--- DIRECTIVE ---
Reproduce the rows below, swapping every occurrence of "with one point" for "with a single point" and leaving everything else unchanged.

++++ RECORDS ++++

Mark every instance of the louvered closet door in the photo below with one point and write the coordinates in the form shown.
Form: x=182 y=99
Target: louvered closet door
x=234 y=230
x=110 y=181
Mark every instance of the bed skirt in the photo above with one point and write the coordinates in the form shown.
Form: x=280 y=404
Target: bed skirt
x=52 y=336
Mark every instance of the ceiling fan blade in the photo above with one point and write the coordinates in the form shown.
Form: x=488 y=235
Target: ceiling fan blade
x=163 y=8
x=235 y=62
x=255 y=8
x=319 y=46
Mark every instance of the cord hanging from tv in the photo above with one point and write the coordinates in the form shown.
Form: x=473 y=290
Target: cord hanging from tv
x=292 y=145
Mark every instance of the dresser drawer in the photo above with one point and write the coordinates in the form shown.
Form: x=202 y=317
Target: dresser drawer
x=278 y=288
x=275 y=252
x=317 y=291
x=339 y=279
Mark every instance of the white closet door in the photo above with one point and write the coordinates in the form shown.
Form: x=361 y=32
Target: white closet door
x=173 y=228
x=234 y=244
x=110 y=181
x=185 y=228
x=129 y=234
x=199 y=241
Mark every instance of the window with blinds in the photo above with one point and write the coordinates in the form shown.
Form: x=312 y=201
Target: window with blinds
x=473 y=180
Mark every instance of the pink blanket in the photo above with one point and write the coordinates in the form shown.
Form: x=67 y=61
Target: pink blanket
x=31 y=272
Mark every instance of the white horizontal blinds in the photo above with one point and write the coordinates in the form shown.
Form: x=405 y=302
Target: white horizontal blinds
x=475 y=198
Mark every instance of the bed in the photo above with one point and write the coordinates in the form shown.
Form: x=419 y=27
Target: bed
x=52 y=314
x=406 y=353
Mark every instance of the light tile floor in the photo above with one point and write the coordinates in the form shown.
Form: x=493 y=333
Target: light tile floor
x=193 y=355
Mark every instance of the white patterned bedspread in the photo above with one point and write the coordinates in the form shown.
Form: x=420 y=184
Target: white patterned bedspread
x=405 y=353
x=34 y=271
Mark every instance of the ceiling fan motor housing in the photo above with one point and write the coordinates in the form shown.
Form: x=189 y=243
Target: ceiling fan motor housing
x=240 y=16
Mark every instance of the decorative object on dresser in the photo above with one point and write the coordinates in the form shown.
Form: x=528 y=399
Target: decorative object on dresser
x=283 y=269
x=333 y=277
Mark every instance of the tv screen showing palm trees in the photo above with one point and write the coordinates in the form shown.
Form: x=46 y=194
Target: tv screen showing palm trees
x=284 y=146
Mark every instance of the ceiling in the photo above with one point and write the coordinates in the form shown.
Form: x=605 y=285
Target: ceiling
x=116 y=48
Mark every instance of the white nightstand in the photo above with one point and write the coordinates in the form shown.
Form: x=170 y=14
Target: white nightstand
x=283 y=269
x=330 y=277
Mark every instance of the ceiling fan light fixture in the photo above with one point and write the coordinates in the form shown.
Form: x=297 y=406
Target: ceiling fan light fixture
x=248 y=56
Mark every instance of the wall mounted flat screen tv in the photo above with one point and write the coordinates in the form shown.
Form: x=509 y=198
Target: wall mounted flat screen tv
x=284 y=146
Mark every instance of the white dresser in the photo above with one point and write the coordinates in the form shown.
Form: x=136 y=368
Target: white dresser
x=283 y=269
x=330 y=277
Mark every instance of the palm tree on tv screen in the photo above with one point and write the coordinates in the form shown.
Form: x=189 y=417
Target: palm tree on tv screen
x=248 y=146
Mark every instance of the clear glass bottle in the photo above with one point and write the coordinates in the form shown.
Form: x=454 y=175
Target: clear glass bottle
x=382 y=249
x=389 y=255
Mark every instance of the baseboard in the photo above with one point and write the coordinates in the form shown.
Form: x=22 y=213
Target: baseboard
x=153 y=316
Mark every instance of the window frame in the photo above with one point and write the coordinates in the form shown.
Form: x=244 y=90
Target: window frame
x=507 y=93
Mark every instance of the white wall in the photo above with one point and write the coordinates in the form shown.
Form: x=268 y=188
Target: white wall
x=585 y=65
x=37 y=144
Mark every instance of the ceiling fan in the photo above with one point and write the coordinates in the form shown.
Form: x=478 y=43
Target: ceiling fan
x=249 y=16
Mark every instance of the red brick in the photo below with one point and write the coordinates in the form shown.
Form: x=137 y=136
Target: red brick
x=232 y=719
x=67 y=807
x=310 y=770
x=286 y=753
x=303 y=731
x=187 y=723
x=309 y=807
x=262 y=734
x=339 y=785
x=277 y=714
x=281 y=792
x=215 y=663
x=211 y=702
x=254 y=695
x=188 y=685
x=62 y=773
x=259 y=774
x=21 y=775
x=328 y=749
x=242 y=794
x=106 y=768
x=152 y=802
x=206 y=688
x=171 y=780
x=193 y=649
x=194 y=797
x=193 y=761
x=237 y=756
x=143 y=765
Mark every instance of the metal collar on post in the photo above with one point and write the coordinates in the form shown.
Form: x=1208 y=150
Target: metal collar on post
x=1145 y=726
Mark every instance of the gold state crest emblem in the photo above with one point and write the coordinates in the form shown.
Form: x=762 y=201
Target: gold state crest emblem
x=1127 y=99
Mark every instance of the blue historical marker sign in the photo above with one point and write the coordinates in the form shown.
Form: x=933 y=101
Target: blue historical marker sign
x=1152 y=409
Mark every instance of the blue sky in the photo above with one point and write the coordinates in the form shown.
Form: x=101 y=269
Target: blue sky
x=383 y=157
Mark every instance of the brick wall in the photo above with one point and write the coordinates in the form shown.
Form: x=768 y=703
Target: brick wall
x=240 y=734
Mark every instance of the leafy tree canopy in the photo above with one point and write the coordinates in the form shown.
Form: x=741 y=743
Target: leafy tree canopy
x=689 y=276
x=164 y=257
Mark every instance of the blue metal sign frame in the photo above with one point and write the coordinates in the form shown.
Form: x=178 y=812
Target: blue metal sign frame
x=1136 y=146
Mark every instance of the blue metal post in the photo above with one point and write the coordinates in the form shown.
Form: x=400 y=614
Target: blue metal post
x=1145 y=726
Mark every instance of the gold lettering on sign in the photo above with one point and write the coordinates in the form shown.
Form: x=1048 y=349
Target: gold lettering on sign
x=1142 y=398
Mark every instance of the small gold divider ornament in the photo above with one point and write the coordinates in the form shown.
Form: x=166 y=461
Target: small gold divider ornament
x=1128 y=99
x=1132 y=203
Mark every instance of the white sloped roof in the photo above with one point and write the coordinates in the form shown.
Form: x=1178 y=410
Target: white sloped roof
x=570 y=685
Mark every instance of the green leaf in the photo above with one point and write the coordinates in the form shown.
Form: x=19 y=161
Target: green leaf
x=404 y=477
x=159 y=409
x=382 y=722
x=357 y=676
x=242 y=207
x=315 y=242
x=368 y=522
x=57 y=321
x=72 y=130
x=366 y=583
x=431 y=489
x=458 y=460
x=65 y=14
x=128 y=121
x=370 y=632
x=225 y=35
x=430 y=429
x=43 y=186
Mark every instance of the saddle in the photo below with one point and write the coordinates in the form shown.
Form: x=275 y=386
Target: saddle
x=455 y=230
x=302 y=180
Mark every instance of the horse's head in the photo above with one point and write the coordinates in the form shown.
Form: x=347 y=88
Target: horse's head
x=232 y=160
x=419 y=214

++++

--- WRITTEN ANSWER ---
Mark every instance of the louvered closet door in the photo below with a single point and write the coordinates in the form shown.
Form: x=182 y=99
Target: louvered closet door
x=234 y=230
x=110 y=181
Mark every instance of the bed skirt in the photo above with a single point and write the coordinates in the form shown.
Form: x=280 y=404
Target: bed skirt
x=52 y=336
Mark every instance of the ceiling fan blade in the photo above with a single point and write the coordinates in the form shown.
Form: x=488 y=235
Target: ceiling fan blade
x=163 y=8
x=235 y=62
x=255 y=8
x=319 y=46
Mark every instance of the cord hanging from tv in the photo above with a single point and write the coordinates in the form shown.
Form: x=473 y=290
Target: cord hanging from tv
x=292 y=145
Mark every instance of the dresser drawer in the photo above with a single point and write the coordinates in the form shown.
Form: x=202 y=317
Target: dresser drawer
x=278 y=288
x=275 y=252
x=317 y=291
x=339 y=279
Mark every instance of the white closet door in the photo above with a single point and write the coordinates in the form shown.
Form: x=361 y=32
Target: white closet door
x=173 y=228
x=234 y=244
x=110 y=181
x=185 y=228
x=129 y=234
x=199 y=241
Mark every instance of the window with blinds in the photo above with a single point and write the coordinates in the form shown.
Form: x=312 y=201
Target: window with blinds
x=473 y=180
Mark every instance of the pink blanket in the photo above with a single point and write the coordinates in the form shown.
Form: x=67 y=61
Target: pink blanket
x=31 y=272
Mark every instance of the white horizontal blinds in the photo above with a single point and write the coordinates in the form shown.
Form: x=405 y=302
Target: white horizontal blinds
x=475 y=198
Mark every instance of the bed in the photo above with a single point and write the coordinates in the form shown.
Form: x=419 y=27
Target: bed
x=52 y=314
x=406 y=353
Mark every instance of the light tile floor in the photo above with a single point and write the coordinates in the form shown.
Form: x=493 y=333
Target: light tile floor
x=193 y=355
Mark every instance of the white patterned bedspread in the photo above with a single point and write the coordinates in the form shown.
Form: x=420 y=184
Target: white patterned bedspread
x=405 y=353
x=34 y=271
Mark every instance of the ceiling fan motor housing in the photo above with a single point and write the coordinates in the form shown.
Form: x=189 y=243
Target: ceiling fan motor housing
x=240 y=16
Mark every instance of the decorative object on dresser in the photo above with a single point and write the coordinates in the form shown.
Form: x=528 y=399
Target: decorative object on dresser
x=283 y=269
x=333 y=277
Mark every instance of the tv screen showing palm trees in the photo above with a single point and write the coordinates in the form shown.
Form: x=46 y=194
Target: tv screen showing palm trees
x=284 y=146
Mark every instance of the ceiling in the photo above with a single point and write the coordinates in the form shown.
Form: x=605 y=285
Target: ceiling
x=116 y=48
Mark every instance of the white nightstand in the photo above with a single point and write the coordinates in the form shown.
Form: x=170 y=14
Target: white nightstand
x=283 y=269
x=330 y=277
Mark every instance of the ceiling fan light fixture in the photo above with a single point and write the coordinates in the form shown.
Form: x=297 y=406
Target: ceiling fan light fixture
x=248 y=56
Mark every instance of the wall mounted flat screen tv in the photo above with a single point and write the coordinates in the form shown.
Form: x=509 y=198
Target: wall mounted flat screen tv
x=284 y=146
Mark every instance of the white dresser in the photo above with a single point and write the coordinates in the form shown.
Form: x=136 y=368
Target: white dresser
x=283 y=269
x=330 y=277
Mark every instance of the palm tree on tv screen in the photo above with a single point and write the coordinates in the form shown.
Form: x=189 y=417
Target: palm tree on tv screen
x=248 y=146
Mark every instance of the clear glass bottle in the photo above with a single point and write the coordinates in the form shown.
Form: x=454 y=175
Target: clear glass bottle
x=382 y=249
x=389 y=255
Mark every instance of the baseboard in the photo above with a single point and write the coordinates in the form shown.
Form: x=22 y=213
Target: baseboard
x=153 y=316
Mark every instance of the window frame in the photo above with a single point and write the coordinates in the form shown.
Form: x=244 y=90
Target: window frame
x=507 y=93
Mark every instance of the white wall in the photo above with a single point and write the coordinates in the form shown.
Form: x=268 y=188
Target: white wall
x=585 y=65
x=37 y=144
Mark every instance of the ceiling fan in the photo above with a single point and write the coordinates in the form shown.
Form: x=478 y=43
Target: ceiling fan
x=249 y=16
Mark every instance of the red brick in the photo below with a single point and write the coordinates in the form shown.
Form: x=137 y=136
Target: red brick
x=232 y=719
x=67 y=807
x=310 y=770
x=286 y=753
x=303 y=731
x=187 y=723
x=309 y=807
x=262 y=734
x=339 y=785
x=277 y=714
x=281 y=792
x=215 y=663
x=211 y=702
x=254 y=695
x=188 y=685
x=62 y=773
x=259 y=774
x=21 y=775
x=328 y=749
x=242 y=794
x=106 y=768
x=152 y=802
x=206 y=688
x=171 y=780
x=193 y=649
x=194 y=797
x=193 y=761
x=237 y=756
x=143 y=765
Mark every instance of the metal collar on post in the photo above with a single point and write the coordinates in the form shown.
Form: x=1208 y=150
Target: metal collar on post
x=1145 y=726
Mark every instance of the gold state crest emblem in the photo above with a single point and write the coordinates in the form shown.
Form: x=762 y=201
Target: gold state crest emblem
x=1127 y=99
Mark every instance of the blue historical marker sign in the photo above with a single point and write the coordinates in the form shown.
Form: x=933 y=101
Target: blue historical marker sign
x=1152 y=409
Mark every instance of the blue sky in the photo above with a single point and write the coordinates in the form shown.
Form: x=101 y=269
Target: blue sky
x=383 y=157
Mark every instance of the brick wall in the photo above with a single point and write the coordinates in the form shown.
Form: x=768 y=703
Target: brick wall
x=240 y=734
Mark every instance of the leafy tree canopy in the photo above with a single point and write the coordinates in the form shown.
Form: x=741 y=743
Target: leafy tree canopy
x=689 y=276
x=164 y=257
Mark every instance of the blue metal sign frame in the photo above with a single point and write the coordinates in the form shown.
Form: x=178 y=812
Target: blue metal sign frame
x=1136 y=146
Mark every instance of the blue metal post in the photo above with a single point and write the coordinates in the form shown.
Form: x=400 y=614
Target: blue metal post
x=1145 y=726
Mark every instance of the gold lettering on sign in the photo above with a single point and write the coordinates in the form shown.
Form: x=1048 y=349
Target: gold lettering on sign
x=1142 y=398
Mark every instance of the small gold divider ornament in the photo above with a single point and write the coordinates in the form shown.
Form: x=166 y=461
Target: small gold divider ornament
x=1128 y=99
x=1132 y=203
Mark every instance of the white sloped roof in the photo above with a single point and write the coordinates in the form shown.
Form: x=1178 y=410
Target: white sloped roof
x=570 y=685
Mark every instance of the green leaf in the photo above with a single point and write the coordinates in the form shown.
Form: x=19 y=161
Target: green leaf
x=404 y=477
x=159 y=409
x=382 y=722
x=357 y=676
x=242 y=207
x=315 y=242
x=368 y=522
x=57 y=321
x=72 y=130
x=366 y=583
x=431 y=489
x=458 y=460
x=65 y=14
x=128 y=121
x=370 y=632
x=225 y=35
x=430 y=429
x=43 y=186
Mark every instance of the saddle in the photo below with a single point and write the coordinates in the form shown.
Form: x=275 y=386
Target: saddle
x=455 y=230
x=302 y=180
Mark every instance of the horse's head in the photo above with a single point and write the coordinates in the form shown.
Form: x=347 y=88
Target: horse's head
x=232 y=160
x=419 y=214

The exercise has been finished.